PROVIDED RECORDS:
***

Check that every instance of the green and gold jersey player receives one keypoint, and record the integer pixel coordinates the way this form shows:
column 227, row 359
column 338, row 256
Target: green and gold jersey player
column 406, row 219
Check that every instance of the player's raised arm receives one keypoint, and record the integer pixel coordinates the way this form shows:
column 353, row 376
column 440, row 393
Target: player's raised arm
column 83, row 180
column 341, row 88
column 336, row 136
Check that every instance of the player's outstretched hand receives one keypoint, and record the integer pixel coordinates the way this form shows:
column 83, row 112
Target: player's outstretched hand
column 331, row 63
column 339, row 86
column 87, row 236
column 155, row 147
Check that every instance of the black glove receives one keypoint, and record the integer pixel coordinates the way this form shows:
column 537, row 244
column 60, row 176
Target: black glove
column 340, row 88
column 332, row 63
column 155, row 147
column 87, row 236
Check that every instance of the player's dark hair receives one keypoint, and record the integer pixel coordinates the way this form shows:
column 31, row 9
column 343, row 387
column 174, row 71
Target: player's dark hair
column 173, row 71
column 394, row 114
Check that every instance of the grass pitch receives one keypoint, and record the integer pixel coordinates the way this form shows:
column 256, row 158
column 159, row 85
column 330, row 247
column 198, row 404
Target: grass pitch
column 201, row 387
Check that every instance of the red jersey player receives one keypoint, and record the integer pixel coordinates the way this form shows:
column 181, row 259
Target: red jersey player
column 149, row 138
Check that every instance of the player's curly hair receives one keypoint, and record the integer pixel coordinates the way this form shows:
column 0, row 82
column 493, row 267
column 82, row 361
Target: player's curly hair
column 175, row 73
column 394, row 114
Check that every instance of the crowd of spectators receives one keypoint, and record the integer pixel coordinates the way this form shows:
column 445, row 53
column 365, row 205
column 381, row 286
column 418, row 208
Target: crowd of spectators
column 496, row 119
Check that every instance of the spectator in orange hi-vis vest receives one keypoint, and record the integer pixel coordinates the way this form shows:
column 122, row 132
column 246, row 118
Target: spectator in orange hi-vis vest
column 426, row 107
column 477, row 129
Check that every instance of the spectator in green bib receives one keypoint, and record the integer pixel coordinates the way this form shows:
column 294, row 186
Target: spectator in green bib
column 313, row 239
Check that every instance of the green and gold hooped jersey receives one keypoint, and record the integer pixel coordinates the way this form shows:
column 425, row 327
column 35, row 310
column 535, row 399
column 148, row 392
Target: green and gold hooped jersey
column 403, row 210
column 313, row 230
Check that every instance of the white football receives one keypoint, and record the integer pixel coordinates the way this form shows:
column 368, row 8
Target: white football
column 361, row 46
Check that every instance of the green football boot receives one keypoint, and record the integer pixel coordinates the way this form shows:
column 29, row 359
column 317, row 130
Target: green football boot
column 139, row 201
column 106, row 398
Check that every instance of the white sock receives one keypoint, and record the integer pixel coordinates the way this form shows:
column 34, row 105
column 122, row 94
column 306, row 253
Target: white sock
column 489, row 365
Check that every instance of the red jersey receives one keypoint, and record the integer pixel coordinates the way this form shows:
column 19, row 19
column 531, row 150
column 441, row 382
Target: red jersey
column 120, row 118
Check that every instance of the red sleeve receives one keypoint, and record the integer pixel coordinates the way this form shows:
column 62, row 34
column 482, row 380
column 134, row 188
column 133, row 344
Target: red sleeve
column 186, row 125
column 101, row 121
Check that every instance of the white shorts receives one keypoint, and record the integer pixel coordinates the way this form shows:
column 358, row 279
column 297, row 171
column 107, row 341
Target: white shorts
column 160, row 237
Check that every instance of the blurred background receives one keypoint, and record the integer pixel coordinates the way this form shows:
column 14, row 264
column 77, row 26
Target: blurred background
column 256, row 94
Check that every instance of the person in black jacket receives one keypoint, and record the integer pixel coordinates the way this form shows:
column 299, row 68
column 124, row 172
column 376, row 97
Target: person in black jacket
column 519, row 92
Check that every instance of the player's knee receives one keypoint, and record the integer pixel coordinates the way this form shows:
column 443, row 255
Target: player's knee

***

AIM:
Copy out every one of the records above word for word, with nothing added, left out, or changed.

OUTPUT:
Check that every instance of the green and gold jersey player receives one keypoint, and record the integer pixel coordinates the way this form shows:
column 227, row 359
column 338, row 256
Target: green and gold jersey player
column 406, row 219
Check that every instance of the player's raised arm receives one keypoint, and record the integer pixel coordinates the way this form shows:
column 353, row 376
column 440, row 393
Target: player's raised arm
column 83, row 180
column 341, row 88
column 336, row 136
Check that every instance of the player's outstretched hand receives one keypoint, and record the integer pixel coordinates the way this form shows:
column 83, row 112
Target: player's outstretched hand
column 331, row 63
column 339, row 86
column 87, row 236
column 155, row 147
Check that every instance of the black glove receives one keypoint, and record the integer pixel coordinates the way this form shows:
column 537, row 244
column 60, row 176
Target: black glove
column 340, row 88
column 332, row 63
column 155, row 147
column 87, row 236
Check that every instance of the player's dark hair receives one keypoint, and record the integer pixel coordinates the way this form shows:
column 31, row 9
column 343, row 387
column 174, row 71
Target: player's dark hair
column 173, row 71
column 394, row 114
Check that every instance of the grass pitch receives one keypoint, and record the integer pixel coordinates the way this form shows:
column 256, row 158
column 159, row 85
column 330, row 247
column 198, row 404
Target: grass pitch
column 201, row 387
Check that every instance of the red jersey player receives one keypoint, and record the integer pixel coordinates the way this form shows:
column 181, row 259
Target: red jersey player
column 149, row 138
Check that every instance of the player's curly hair receives one keypoint, and record the integer pixel coordinates the way this form shows:
column 0, row 82
column 493, row 267
column 82, row 361
Target: player's curly hair
column 175, row 73
column 394, row 114
Check that every instance of the crowd of spectators receives one keypoint, and record the integer pixel coordinates the way this form shows:
column 445, row 53
column 365, row 205
column 381, row 286
column 418, row 208
Target: crowd of spectators
column 496, row 119
Check that every instance of the spectator in orange hi-vis vest receives one keypoint, and record the integer pixel coordinates the way this form shows:
column 122, row 132
column 246, row 118
Target: spectator in orange hi-vis vest
column 426, row 107
column 477, row 129
Check that every instance of the spectator in green bib receives one keypoint, and record the integer pixel coordinates the way this form shows:
column 294, row 186
Target: spectator in green bib
column 313, row 239
Check that every instance of the green and gold hooped jersey receives one keypoint, and record the integer pixel coordinates the way this form shows:
column 425, row 327
column 35, row 310
column 535, row 399
column 148, row 392
Target: green and gold hooped jersey
column 403, row 210
column 313, row 230
Check that every instance of the white football receives one keypoint, and record the integer pixel coordinates the way this form shows:
column 368, row 8
Target: white football
column 361, row 46
Check that every instance of the green football boot receives one keypoint, and record the integer pixel coordinates the way this form shows:
column 29, row 359
column 317, row 130
Target: green football boot
column 139, row 201
column 106, row 398
Check that every instance of the white sock receives one keypoint, and record the integer pixel coordinates the way this form shows:
column 34, row 105
column 122, row 94
column 306, row 253
Target: white sock
column 489, row 365
Check that every instance of the red jersey receives one keypoint, and record the integer pixel coordinates the way this form shows:
column 19, row 19
column 531, row 150
column 441, row 382
Target: red jersey
column 120, row 118
Check that every instance of the red sleeve receives one keypoint, and record the integer pixel coordinates the way this form shows:
column 62, row 34
column 482, row 380
column 134, row 188
column 133, row 344
Target: red sleeve
column 186, row 125
column 101, row 121
Check that every instance of the white shorts receives one keypoint, and record the integer pixel coordinates the way this form shows:
column 358, row 279
column 297, row 171
column 107, row 341
Target: white shorts
column 160, row 237
Check that every instance of the blurred background receives one keypoint, and record the integer pixel coordinates the way this form shows:
column 14, row 264
column 77, row 26
Target: blurred background
column 256, row 94
Check that every instance of the person in black jacket receives one keypoint, and record the integer pixel coordinates the way this form shows:
column 299, row 68
column 124, row 172
column 376, row 97
Target: person in black jacket
column 519, row 92
Check that every instance of the player's knee receives one keypoint, and record the integer pixel coordinates the way this form shows:
column 443, row 255
Target: player's knee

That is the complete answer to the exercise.